** Goal of the exercise **
Render the lines of the data starting at the line containing "Mark the grey suit jacket, one" and ending at the line containing "x=236 y=182", both included, as a Markdown table with the columns Num and Content, numbering each row and omitting blank lines.

BEGIN Supplied material

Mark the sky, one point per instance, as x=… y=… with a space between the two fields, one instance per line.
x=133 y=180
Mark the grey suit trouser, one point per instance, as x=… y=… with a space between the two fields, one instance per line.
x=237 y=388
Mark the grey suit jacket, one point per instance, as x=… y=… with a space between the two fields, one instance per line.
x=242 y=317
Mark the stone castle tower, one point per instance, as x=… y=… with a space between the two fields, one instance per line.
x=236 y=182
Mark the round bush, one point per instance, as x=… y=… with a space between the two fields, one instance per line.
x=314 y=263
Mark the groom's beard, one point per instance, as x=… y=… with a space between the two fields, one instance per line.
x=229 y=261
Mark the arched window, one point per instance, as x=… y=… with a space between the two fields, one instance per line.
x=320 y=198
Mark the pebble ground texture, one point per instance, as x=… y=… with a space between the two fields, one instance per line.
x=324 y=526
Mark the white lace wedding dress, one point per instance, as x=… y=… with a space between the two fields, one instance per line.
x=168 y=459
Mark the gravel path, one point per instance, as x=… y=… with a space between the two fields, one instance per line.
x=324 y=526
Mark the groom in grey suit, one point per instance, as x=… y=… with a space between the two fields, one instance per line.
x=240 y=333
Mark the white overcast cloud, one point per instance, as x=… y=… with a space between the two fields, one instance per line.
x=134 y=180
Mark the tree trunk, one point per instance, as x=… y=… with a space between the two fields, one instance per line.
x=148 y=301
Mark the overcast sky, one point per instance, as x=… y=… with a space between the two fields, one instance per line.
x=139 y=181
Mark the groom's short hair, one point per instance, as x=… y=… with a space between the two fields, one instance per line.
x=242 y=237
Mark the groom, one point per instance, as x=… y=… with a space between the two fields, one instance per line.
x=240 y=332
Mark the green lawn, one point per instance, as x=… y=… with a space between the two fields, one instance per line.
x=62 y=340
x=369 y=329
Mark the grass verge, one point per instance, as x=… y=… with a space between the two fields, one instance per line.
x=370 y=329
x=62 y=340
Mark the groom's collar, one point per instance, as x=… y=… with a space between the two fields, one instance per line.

END Supplied material

** Answer to this task **
| Num | Content |
|---|---|
| 1 | Mark the grey suit jacket, one point per instance, as x=… y=… with a space between the two fields, one instance per line. |
| 2 | x=242 y=317 |
| 3 | Mark the stone castle tower, one point per instance, as x=… y=… with a space between the two fields, one instance per line. |
| 4 | x=236 y=182 |